WHAT YOU ARE ASKED TO DO:
In the listing below, a line holding "120, row 21." and a line holding "103, row 59." mark the range. Retype both exactly, with all lines between them.

EXERCISE DATA:

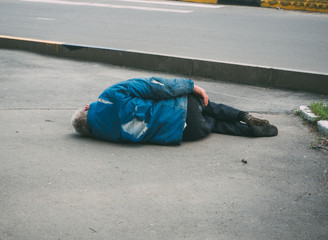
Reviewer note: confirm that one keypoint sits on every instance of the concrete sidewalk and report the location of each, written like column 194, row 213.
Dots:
column 56, row 185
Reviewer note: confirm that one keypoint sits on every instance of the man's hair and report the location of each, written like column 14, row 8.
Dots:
column 79, row 122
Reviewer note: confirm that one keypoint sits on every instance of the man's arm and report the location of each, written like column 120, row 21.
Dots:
column 156, row 88
column 202, row 93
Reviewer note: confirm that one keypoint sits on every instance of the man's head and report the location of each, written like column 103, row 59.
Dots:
column 79, row 121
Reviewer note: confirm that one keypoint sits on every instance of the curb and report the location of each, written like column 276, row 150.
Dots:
column 304, row 5
column 192, row 67
column 308, row 115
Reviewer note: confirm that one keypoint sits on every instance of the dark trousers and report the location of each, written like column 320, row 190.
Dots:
column 217, row 118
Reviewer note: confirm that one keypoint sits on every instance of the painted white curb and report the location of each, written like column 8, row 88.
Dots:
column 308, row 115
column 323, row 127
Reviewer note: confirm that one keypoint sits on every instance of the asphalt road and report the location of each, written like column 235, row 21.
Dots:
column 248, row 35
column 57, row 185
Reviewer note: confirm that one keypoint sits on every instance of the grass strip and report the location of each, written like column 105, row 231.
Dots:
column 320, row 109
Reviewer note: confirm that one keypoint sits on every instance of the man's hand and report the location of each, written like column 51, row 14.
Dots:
column 202, row 93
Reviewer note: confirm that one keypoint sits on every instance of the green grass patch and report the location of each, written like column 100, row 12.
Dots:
column 320, row 109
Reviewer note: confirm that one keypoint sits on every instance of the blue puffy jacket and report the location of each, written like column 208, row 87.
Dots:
column 150, row 110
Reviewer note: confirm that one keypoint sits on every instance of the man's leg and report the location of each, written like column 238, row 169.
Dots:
column 226, row 113
column 198, row 125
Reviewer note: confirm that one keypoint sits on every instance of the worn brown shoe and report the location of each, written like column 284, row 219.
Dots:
column 253, row 121
column 265, row 131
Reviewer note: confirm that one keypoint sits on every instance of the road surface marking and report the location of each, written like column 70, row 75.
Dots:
column 171, row 3
column 46, row 19
column 107, row 5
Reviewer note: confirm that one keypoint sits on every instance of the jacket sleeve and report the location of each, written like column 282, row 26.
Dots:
column 158, row 88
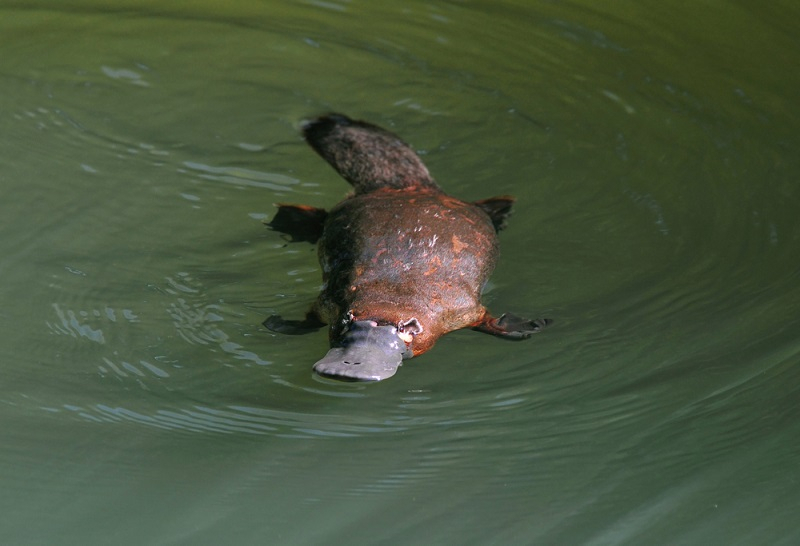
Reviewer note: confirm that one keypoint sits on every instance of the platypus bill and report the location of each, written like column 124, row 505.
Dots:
column 403, row 263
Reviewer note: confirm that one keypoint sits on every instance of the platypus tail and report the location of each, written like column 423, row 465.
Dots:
column 365, row 155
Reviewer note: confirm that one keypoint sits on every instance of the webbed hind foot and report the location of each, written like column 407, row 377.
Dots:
column 510, row 326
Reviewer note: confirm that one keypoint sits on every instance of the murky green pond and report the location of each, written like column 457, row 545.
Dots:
column 653, row 151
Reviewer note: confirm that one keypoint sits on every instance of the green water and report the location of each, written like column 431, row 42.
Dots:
column 653, row 153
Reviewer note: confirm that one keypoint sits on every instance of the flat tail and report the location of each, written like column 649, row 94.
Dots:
column 365, row 155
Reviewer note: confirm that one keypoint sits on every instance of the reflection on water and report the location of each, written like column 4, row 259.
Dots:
column 652, row 154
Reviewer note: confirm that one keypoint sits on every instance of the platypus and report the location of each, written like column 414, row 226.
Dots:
column 403, row 263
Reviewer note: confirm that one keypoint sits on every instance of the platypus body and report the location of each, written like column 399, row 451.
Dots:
column 403, row 263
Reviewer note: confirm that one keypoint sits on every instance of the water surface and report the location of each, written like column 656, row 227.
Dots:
column 653, row 155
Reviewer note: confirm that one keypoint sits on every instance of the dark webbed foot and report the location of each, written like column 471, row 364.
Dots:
column 498, row 209
column 510, row 326
column 300, row 222
column 279, row 325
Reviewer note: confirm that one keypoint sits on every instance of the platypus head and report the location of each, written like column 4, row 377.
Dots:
column 365, row 352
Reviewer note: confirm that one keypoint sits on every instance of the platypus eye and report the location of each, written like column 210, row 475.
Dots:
column 411, row 326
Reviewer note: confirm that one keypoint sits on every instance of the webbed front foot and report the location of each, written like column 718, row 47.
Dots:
column 510, row 326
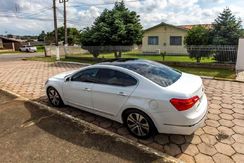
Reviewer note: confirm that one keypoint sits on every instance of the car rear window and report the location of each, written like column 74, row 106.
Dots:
column 156, row 72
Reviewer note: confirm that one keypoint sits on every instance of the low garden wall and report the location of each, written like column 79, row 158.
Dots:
column 201, row 65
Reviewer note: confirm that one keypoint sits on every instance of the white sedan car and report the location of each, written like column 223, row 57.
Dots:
column 146, row 96
column 28, row 48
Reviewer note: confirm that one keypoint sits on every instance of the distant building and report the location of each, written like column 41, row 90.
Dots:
column 167, row 38
column 10, row 43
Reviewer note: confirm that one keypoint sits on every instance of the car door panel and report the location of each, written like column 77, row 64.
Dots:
column 112, row 90
column 78, row 93
column 109, row 99
column 78, row 89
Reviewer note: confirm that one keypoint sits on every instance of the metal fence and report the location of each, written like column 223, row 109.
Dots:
column 65, row 50
column 220, row 53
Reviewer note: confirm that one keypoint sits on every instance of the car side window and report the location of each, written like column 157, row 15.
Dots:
column 113, row 77
column 87, row 75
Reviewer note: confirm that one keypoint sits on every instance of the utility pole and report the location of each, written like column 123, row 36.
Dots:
column 56, row 29
column 65, row 25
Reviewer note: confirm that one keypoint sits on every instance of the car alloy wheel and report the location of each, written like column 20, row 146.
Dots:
column 139, row 124
column 54, row 97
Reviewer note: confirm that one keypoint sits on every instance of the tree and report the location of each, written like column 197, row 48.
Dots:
column 42, row 36
column 72, row 33
column 198, row 35
column 115, row 27
column 226, row 29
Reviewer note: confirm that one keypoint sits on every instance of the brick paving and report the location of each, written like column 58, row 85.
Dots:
column 220, row 140
column 240, row 76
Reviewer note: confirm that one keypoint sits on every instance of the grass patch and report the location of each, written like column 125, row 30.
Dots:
column 10, row 52
column 219, row 73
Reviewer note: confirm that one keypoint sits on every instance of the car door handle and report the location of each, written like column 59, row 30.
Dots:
column 122, row 94
column 87, row 89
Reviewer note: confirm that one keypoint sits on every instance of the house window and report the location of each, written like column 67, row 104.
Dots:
column 152, row 40
column 176, row 40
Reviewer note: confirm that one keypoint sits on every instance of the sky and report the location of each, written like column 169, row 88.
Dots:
column 30, row 17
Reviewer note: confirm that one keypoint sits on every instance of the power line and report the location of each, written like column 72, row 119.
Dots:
column 101, row 4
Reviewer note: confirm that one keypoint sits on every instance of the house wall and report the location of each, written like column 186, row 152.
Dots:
column 164, row 33
column 7, row 44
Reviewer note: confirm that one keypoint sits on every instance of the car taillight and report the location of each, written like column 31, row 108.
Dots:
column 184, row 104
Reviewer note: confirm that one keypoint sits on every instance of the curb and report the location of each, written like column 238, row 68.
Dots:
column 166, row 158
column 75, row 63
column 203, row 77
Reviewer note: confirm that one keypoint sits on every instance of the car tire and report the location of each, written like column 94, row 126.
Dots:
column 54, row 97
column 139, row 124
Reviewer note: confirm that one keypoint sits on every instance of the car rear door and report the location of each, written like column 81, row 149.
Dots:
column 77, row 91
column 112, row 90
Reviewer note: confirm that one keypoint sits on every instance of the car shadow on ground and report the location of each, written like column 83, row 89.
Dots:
column 79, row 135
column 174, row 145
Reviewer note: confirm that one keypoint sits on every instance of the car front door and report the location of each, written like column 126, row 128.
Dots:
column 111, row 90
column 77, row 91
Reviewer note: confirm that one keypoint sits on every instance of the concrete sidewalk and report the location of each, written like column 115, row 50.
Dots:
column 29, row 134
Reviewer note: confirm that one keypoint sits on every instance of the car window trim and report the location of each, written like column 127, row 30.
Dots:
column 80, row 72
column 137, row 81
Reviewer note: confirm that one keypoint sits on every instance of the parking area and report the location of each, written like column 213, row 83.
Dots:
column 220, row 140
column 29, row 134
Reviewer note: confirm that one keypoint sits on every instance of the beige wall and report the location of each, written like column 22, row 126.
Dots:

TASK RESULT:
Reviewer note: confirm that one keypoint sits on every instance of the man's arm and report the location of each, written like column 120, row 21.
Dots:
column 156, row 88
column 202, row 93
Reviewer note: confirm that one keypoint sits on every instance of the man's head and report the location of each, written like column 103, row 59.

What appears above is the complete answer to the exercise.